---------- MATERIALS PROVIDED ----------
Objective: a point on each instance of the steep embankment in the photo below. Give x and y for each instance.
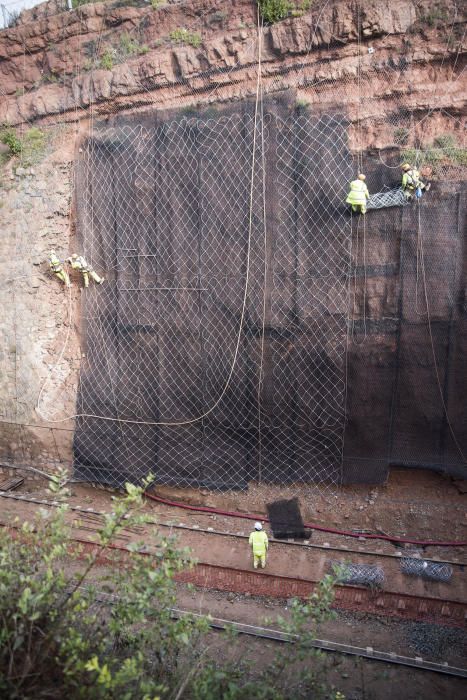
(120, 57)
(395, 76)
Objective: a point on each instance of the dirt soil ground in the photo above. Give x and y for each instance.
(419, 504)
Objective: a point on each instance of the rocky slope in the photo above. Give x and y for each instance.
(115, 55)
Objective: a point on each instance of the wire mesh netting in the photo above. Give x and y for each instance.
(239, 335)
(430, 570)
(357, 574)
(217, 360)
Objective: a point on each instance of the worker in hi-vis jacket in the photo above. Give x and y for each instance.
(77, 262)
(358, 194)
(57, 268)
(259, 545)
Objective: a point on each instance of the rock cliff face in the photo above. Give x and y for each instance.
(111, 57)
(394, 76)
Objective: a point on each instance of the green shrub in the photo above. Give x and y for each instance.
(34, 143)
(401, 136)
(55, 638)
(274, 10)
(107, 59)
(444, 151)
(71, 628)
(131, 47)
(448, 141)
(9, 138)
(183, 36)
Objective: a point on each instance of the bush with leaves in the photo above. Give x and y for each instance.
(56, 637)
(9, 138)
(71, 628)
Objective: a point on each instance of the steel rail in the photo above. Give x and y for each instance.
(275, 635)
(211, 531)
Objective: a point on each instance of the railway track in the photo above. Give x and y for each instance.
(263, 583)
(281, 637)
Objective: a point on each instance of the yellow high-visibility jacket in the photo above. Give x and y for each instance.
(55, 264)
(358, 193)
(411, 179)
(259, 542)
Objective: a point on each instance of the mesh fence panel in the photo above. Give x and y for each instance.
(163, 210)
(217, 360)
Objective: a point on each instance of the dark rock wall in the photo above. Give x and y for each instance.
(188, 217)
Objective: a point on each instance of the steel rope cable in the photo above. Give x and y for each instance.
(265, 252)
(435, 363)
(70, 300)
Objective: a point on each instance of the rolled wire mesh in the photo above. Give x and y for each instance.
(357, 574)
(430, 570)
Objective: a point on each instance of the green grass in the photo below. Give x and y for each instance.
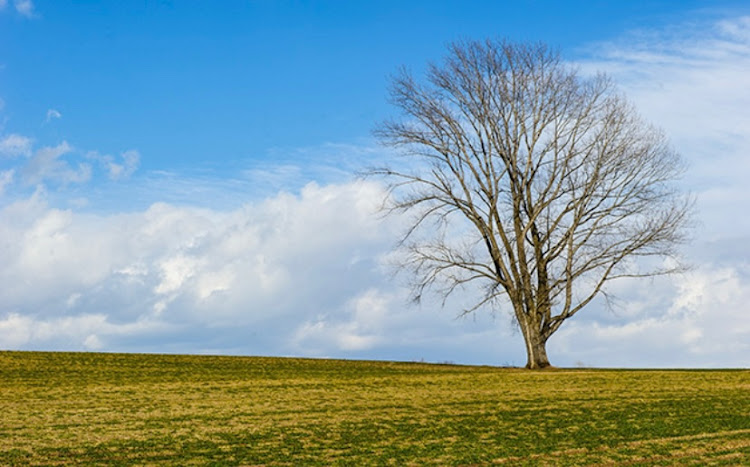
(114, 409)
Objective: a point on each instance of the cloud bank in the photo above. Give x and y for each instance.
(300, 272)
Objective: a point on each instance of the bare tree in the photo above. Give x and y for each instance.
(540, 184)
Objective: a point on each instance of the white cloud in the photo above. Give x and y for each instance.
(46, 165)
(118, 169)
(275, 261)
(6, 178)
(14, 145)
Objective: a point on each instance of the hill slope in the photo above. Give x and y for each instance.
(84, 408)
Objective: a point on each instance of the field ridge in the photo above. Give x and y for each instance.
(120, 409)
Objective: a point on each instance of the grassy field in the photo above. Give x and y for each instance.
(114, 409)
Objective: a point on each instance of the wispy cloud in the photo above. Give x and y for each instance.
(15, 145)
(118, 168)
(52, 114)
(47, 165)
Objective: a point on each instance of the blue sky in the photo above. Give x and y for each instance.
(178, 177)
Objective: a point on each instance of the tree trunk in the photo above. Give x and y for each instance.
(536, 348)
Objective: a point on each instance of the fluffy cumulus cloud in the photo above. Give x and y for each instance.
(289, 275)
(182, 267)
(301, 273)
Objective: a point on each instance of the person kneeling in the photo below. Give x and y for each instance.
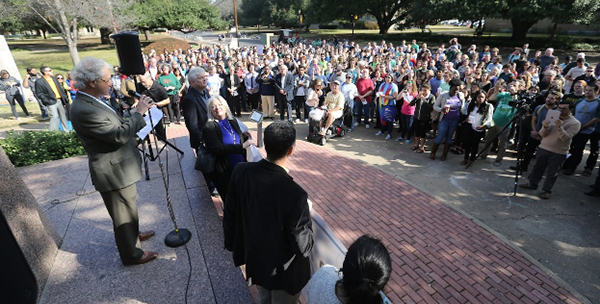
(334, 101)
(366, 270)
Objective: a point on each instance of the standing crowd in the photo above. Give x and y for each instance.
(457, 97)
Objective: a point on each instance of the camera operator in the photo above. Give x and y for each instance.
(502, 115)
(531, 140)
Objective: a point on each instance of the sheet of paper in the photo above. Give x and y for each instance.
(156, 117)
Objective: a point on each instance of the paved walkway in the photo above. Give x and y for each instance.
(439, 255)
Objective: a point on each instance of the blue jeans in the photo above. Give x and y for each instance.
(446, 129)
(406, 121)
(307, 110)
(57, 116)
(351, 105)
(360, 108)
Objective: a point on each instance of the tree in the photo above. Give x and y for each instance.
(65, 16)
(572, 11)
(387, 12)
(179, 15)
(281, 13)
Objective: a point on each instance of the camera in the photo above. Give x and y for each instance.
(524, 101)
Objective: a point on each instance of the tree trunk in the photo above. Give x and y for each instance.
----------
Add 36 to each coordinate in the answers and write out every line again, from the line containing "Objective: a point on each instance of the camera in" down to the end of the listing, including both ends.

Objective: a point on each instance of the camera in the photo above. Give x and y for each instance.
(560, 137)
Objective: a point on each instance of the tree trunk in the photo above. Give x and y for each instance.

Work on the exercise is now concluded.